═════ RECORDS FOR THE EXERCISE ═════

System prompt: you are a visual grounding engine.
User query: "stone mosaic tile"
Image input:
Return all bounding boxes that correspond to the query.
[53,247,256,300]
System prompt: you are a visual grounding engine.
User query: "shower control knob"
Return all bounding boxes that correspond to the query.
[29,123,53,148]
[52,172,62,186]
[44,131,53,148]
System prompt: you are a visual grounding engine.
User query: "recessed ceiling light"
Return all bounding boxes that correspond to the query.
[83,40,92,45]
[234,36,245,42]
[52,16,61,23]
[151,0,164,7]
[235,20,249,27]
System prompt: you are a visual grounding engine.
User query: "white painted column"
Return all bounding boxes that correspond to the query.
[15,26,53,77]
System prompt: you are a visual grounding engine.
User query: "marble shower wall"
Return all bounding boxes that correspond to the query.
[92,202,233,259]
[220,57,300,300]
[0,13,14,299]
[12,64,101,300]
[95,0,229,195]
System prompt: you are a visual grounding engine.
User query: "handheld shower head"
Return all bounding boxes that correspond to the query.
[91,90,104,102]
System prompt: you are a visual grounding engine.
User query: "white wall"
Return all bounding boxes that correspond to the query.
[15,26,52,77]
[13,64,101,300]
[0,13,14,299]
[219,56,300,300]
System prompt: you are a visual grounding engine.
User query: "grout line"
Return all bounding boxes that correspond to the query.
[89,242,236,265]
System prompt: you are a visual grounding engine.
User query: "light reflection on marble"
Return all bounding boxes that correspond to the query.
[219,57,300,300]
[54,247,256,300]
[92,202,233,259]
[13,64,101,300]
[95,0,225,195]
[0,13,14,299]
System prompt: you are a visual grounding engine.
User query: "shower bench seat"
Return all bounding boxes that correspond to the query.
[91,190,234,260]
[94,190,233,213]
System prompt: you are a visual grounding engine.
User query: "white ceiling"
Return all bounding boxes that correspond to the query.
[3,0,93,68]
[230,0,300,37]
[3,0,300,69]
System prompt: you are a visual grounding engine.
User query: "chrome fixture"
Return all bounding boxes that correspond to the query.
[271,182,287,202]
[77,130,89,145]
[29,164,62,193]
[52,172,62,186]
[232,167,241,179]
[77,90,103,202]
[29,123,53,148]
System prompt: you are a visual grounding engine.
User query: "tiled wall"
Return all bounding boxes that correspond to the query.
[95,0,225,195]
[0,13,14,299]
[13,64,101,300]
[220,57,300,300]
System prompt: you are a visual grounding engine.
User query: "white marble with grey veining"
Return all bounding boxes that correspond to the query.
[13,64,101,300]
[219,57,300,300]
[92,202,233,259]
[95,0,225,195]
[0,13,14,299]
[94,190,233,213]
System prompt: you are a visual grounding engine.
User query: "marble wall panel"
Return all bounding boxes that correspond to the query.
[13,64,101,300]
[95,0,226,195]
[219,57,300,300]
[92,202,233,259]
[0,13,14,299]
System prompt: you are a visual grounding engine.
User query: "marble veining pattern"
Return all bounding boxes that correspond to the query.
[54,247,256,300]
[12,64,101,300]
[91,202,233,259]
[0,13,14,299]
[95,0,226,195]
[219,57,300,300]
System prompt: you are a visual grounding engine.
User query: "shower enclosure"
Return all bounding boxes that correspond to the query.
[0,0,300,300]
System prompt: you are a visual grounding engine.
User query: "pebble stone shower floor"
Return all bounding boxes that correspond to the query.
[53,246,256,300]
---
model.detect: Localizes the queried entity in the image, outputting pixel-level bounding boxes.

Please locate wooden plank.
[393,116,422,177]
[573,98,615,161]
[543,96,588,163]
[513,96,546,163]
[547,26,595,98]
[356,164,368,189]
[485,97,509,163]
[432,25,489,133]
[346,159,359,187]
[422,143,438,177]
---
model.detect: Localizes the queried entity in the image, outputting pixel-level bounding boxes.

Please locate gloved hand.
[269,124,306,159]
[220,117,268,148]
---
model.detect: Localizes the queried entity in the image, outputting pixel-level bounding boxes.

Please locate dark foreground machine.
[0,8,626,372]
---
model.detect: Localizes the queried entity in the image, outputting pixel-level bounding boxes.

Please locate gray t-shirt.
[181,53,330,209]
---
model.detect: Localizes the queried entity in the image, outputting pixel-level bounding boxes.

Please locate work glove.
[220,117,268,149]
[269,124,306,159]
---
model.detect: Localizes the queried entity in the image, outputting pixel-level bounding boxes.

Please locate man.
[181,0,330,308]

═════

**WRITTEN INSTRUCTION**: Pull out every line of the entries above that contains the word "shower", and list those lines in the order they appear.

**OUTPUT OF THE EXERCISE**:
User query: "shower control knob"
User query: "marble shower wall"
User query: "handheld shower head"
User query: "shower bench seat"
User query: "shower enclosure"
User query: "pebble stone shower floor"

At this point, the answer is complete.